TEXT SHOWN:
************

So, last night I went to bed on the lookout for dreams, following yesterday's rare incidence of my dreaming and not immediately knowing I was dreaming. I was expecting that the same sort of thing would happen again, and was not disappointed: it did.

Here's how I perceive things happened (although of course, this being dreams and all, who knows whether it actually happened in this order or was merely constructed in this order by my memory). I started having a dream, in which once again I wasn't aware I was dreaming. It was a really good dream — there was a story to it that was quite compelling. I was the lead character in it, but not as my physical self. I could see what I looked like, though, from the kind of third-person perspective that I normally only have when telling myself a story or when I dredge up one of a handful of very early childhood memories (which, as I appear in them, I know to be reconstructed). It was this latter observation that tipped me off that this was a dream — a little surprisingly, as there were some major discrepancies between my real-life situation and my character in the dream's.

************

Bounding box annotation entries

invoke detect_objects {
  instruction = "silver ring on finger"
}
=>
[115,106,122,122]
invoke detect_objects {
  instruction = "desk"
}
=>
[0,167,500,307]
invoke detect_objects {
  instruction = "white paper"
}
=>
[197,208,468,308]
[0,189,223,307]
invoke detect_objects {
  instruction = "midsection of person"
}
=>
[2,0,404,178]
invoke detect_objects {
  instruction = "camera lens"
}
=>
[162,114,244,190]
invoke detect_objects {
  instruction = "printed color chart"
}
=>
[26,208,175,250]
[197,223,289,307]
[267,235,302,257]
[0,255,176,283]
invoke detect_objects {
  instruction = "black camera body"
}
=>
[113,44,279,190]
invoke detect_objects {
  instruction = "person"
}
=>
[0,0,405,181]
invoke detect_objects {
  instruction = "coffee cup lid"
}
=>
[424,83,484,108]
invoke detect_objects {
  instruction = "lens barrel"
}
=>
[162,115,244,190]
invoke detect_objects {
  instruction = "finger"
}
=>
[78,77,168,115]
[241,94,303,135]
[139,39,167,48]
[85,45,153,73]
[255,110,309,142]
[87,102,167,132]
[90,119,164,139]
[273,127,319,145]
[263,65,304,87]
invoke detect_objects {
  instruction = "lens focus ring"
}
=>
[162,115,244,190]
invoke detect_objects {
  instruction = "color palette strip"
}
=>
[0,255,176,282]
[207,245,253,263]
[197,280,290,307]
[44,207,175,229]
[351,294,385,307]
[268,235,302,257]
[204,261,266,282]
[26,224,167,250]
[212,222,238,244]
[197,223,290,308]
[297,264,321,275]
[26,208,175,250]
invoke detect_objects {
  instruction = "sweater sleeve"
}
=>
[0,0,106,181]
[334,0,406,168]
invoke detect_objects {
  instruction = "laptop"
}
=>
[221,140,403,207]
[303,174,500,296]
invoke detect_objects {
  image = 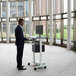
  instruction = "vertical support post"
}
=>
[60,0,64,45]
[53,0,56,44]
[67,0,71,50]
[6,0,9,43]
[29,0,33,36]
[39,0,42,25]
[23,1,26,36]
[73,0,76,50]
[50,0,53,45]
[16,1,18,25]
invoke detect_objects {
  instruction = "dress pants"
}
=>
[17,45,24,68]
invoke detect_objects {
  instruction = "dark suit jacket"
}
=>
[15,25,28,46]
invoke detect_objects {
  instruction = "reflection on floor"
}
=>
[0,44,76,76]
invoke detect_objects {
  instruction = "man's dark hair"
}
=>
[18,18,24,24]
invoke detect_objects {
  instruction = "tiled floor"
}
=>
[0,44,76,76]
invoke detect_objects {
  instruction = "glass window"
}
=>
[18,2,24,17]
[10,2,16,17]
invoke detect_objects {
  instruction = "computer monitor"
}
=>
[36,25,43,35]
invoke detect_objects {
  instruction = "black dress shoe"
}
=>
[17,66,25,68]
[18,67,27,70]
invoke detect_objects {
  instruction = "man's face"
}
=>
[20,21,24,26]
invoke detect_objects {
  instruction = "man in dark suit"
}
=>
[15,19,28,70]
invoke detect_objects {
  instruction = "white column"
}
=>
[60,0,64,44]
[23,1,26,36]
[6,0,9,43]
[67,0,71,50]
[29,0,33,36]
[53,0,56,44]
[50,0,53,45]
[16,1,18,25]
[73,0,76,42]
[39,0,42,25]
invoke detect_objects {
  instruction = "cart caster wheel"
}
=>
[44,66,47,69]
[34,68,37,70]
[28,63,30,65]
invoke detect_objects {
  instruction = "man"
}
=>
[15,19,28,70]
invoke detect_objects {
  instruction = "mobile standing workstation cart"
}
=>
[28,25,47,70]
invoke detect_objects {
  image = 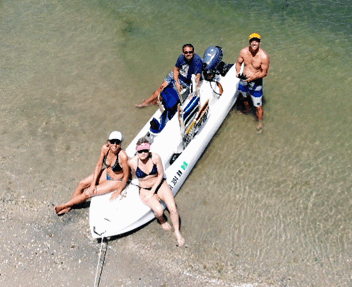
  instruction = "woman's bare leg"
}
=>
[55,171,122,215]
[158,181,185,247]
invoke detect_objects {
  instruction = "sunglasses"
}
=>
[109,139,121,145]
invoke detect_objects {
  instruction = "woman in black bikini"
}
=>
[128,137,185,246]
[55,131,130,215]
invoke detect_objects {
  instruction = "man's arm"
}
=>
[236,49,244,78]
[260,53,270,78]
[173,66,182,92]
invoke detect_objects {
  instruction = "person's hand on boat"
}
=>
[109,190,120,201]
[175,81,182,92]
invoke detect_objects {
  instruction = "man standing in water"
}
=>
[136,44,202,108]
[236,33,270,134]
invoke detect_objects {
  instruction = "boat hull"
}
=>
[89,66,238,238]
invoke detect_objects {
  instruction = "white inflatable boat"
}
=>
[89,47,239,238]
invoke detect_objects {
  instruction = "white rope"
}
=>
[94,236,104,287]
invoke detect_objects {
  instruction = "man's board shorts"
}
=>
[238,79,264,107]
[165,71,189,88]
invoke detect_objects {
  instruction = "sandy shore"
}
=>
[0,192,268,287]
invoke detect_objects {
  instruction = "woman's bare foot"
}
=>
[136,100,150,109]
[175,231,185,247]
[54,206,71,215]
[160,221,171,231]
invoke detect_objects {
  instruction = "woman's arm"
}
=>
[151,153,164,194]
[113,150,130,197]
[88,144,109,195]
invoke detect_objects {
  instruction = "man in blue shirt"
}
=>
[136,44,202,108]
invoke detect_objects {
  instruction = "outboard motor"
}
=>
[202,46,232,81]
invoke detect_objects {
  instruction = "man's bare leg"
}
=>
[136,81,169,109]
[242,98,251,114]
[257,106,264,134]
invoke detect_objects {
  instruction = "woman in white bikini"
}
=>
[55,131,130,215]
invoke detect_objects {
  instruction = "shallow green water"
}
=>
[0,0,352,286]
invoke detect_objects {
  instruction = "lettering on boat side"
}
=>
[181,161,188,170]
[169,161,188,190]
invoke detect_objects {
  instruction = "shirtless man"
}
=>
[236,33,270,134]
[136,44,202,108]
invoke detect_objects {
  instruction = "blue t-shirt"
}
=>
[175,54,202,84]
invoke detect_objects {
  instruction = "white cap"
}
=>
[109,131,123,141]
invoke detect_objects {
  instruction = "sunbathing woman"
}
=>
[55,131,130,215]
[128,137,185,246]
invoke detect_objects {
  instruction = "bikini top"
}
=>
[136,159,158,178]
[103,150,122,172]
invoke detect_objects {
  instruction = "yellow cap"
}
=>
[249,33,262,41]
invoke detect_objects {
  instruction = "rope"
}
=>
[94,236,106,287]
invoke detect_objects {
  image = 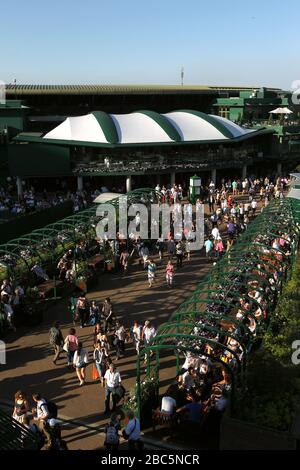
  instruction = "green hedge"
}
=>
[236,254,300,431]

************

DIRECTIVE 1:
In the dream account, why did seeing themselves from a third-person perspective tip the writer off that they were dreaming? Answer in one to three sentences.
DIRECTIVE 2:
Summarize the dream account in two sentences.
DIRECTIVE 3:
Write the next part of the dream account.

OUTPUT 1:
The writer normally has that third-person view of themselves only when telling themselves a story or when recalling a few very early childhood memories, which they know to be reconstructed. Seeing themselves that way in the dream marked the experience as constructed rather than real.

OUTPUT 2:
After a rare dream the previous day that they did not immediately recognize as a dream, the writer went to bed expecting the same thing to happen, and it did. In a compelling dream where they were the lead character but not their physical self, they saw their own appearance from a third-person perspective, and that perspective, not the major discrepancies between their real life and the character's situation, tipped them off that it was a dream.

OUTPUT 3:
OK, now when this happened yesterday I stopped the dream. Not this time: I let it run as a "story I'm telling myself". I soon figured that I wasn't the main character, I was just putting myself in their head to figure out how they would react to the intrigue going on around them. After a short while, though, suddenly the character with whom I was identifying got an agonising cramp in their calf muscle — a sign that I was about to get an agonising cramp in my calf muscle in real life. I suspected a trick, but couldn't risk it and so woke up, ready to grab my leg to stave it off. There was nothing wrong with it, though; I didn't have impending cramp. My leg felt just normal.

Hmm, so what's going on here?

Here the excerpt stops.